__What you need to do__: Swap "handwritten" for "painted" in the stretch of the material from the line containing "I'd appreciate your help here — please identify the metal" through the line containing "[[832, 567, 1021, 709], [829, 490, 1194, 715]]". Return only those lines, with nothing else changed.

__Information provided__:
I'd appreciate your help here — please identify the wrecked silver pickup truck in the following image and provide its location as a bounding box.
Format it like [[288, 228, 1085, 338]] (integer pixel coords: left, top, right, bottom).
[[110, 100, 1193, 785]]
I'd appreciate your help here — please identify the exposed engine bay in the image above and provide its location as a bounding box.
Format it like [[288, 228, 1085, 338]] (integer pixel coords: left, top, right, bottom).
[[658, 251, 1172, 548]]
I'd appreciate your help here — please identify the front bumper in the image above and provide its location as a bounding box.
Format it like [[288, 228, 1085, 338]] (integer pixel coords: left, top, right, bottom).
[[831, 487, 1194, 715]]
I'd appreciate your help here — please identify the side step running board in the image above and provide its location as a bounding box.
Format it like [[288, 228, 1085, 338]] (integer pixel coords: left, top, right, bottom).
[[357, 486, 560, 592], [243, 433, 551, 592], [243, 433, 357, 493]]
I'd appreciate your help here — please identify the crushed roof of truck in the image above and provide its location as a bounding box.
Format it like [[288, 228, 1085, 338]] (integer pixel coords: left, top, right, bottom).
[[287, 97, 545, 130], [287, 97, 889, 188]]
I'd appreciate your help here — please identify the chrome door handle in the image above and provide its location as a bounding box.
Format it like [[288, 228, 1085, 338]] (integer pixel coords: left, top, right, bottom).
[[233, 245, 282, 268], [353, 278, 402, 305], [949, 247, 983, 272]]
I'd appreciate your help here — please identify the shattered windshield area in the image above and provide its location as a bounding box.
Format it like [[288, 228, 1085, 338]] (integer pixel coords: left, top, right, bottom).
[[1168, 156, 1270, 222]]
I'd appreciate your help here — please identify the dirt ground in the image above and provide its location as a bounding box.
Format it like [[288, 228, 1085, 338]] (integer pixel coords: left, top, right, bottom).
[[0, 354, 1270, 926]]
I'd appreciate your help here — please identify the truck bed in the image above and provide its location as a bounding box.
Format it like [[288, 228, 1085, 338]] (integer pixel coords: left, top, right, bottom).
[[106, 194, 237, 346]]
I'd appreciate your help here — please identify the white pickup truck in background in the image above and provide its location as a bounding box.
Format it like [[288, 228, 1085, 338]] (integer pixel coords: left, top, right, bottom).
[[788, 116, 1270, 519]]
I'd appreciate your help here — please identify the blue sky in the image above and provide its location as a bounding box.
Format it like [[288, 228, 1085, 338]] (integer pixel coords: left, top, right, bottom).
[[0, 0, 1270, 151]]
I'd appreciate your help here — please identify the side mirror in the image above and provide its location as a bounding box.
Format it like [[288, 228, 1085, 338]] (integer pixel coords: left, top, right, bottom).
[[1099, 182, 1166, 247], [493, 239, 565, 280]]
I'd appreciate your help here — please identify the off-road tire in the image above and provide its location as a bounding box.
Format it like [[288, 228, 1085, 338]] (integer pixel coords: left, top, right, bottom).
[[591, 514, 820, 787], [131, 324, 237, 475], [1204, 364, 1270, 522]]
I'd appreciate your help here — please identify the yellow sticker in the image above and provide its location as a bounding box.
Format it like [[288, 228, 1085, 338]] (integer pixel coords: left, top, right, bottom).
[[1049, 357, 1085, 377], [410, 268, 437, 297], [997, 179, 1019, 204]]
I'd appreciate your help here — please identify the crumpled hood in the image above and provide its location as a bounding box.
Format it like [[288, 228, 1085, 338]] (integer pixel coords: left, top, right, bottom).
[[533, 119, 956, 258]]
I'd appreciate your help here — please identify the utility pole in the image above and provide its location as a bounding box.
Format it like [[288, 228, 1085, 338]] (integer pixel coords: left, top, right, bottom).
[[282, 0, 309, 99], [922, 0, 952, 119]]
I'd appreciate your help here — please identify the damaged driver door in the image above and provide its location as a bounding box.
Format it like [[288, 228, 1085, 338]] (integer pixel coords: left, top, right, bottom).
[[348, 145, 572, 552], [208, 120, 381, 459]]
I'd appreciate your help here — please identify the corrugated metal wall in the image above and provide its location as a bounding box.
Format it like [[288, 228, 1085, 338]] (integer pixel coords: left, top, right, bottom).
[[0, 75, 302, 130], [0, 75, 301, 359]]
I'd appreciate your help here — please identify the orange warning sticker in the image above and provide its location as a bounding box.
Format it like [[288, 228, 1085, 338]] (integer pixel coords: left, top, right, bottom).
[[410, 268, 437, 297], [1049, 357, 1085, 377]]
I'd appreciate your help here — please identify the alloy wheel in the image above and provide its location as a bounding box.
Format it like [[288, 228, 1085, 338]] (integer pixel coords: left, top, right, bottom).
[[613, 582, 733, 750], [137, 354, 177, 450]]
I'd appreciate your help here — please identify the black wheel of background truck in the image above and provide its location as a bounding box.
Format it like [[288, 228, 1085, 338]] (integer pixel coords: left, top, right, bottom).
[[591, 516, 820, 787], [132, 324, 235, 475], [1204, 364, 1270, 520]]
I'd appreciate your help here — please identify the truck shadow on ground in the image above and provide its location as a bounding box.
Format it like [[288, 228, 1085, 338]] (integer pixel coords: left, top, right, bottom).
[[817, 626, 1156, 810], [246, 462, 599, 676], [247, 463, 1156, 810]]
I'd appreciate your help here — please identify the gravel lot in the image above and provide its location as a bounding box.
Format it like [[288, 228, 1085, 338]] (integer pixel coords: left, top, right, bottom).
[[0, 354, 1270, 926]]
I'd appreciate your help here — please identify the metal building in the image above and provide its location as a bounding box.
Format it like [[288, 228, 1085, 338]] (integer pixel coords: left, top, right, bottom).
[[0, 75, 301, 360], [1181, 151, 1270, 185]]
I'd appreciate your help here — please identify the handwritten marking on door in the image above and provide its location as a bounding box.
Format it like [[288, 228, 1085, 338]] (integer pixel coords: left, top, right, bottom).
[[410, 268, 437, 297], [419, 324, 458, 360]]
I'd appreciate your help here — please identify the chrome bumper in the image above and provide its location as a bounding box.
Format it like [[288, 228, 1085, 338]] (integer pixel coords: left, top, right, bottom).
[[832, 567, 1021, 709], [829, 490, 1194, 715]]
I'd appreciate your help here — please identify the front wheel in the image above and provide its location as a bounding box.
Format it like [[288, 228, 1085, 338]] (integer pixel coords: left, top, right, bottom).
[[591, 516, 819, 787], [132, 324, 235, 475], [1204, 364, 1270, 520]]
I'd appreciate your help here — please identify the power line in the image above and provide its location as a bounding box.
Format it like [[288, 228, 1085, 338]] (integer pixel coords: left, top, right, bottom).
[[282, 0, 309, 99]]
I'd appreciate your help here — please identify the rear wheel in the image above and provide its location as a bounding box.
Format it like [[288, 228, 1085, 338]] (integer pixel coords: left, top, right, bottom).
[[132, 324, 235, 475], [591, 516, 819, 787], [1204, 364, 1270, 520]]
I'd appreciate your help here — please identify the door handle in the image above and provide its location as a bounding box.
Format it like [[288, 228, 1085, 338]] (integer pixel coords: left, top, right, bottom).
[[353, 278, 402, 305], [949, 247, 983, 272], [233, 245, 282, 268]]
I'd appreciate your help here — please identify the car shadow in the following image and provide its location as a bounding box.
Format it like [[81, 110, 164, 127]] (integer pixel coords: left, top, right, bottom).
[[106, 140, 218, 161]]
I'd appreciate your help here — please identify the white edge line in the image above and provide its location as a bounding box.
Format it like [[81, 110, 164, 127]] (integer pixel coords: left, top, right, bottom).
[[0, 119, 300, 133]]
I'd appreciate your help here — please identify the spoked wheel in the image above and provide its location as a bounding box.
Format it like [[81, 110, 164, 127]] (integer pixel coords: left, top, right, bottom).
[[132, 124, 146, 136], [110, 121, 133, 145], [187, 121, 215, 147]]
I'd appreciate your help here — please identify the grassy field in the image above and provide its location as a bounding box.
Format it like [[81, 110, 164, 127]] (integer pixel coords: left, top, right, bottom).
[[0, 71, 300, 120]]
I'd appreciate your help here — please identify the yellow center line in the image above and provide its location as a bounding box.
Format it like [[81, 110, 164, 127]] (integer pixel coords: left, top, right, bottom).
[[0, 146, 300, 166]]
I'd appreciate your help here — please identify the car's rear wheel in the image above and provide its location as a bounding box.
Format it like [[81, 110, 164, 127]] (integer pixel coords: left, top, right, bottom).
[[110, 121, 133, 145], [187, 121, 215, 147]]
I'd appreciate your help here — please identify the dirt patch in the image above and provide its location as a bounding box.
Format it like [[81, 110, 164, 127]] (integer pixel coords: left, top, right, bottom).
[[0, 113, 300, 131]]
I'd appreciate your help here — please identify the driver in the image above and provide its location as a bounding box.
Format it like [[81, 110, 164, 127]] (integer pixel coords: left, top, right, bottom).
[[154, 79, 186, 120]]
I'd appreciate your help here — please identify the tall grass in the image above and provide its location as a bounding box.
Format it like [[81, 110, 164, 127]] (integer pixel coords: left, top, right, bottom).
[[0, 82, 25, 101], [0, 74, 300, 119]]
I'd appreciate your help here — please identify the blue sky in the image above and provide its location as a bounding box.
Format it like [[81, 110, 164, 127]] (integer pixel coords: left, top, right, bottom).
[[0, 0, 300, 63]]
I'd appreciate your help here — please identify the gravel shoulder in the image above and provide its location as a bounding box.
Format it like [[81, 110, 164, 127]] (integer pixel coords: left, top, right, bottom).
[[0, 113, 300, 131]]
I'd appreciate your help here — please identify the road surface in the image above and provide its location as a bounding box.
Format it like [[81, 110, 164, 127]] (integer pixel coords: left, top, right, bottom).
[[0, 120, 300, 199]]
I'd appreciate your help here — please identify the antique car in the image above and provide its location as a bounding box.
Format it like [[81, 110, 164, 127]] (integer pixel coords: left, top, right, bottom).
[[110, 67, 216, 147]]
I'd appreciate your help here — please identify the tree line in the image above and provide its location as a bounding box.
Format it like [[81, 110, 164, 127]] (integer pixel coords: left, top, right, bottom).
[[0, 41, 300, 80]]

__Exercise result__:
I'd appreciate your help here — please identify the metal building in the image above and provide its location as a bounding box.
Format it like [[288, 228, 1085, 338]] (integer pixel coords: left, top, right, bottom).
[[0, 75, 301, 360], [1181, 151, 1270, 185]]
I'd appreciate your help here — please identify the painted marking on door in the image above and provide its location as a bounding box.
Format it like [[288, 228, 1085, 338]] (integer pixel coords: left, top, right, bottom).
[[410, 268, 437, 297], [419, 324, 458, 360]]
I'd appreciate your help here — please identify the chrome bumper in the image above and provide its location as a bounding box.
Format it like [[288, 228, 1085, 338]] (integer pixel coords: left, top, right, bottom).
[[832, 567, 1021, 709], [829, 490, 1194, 715]]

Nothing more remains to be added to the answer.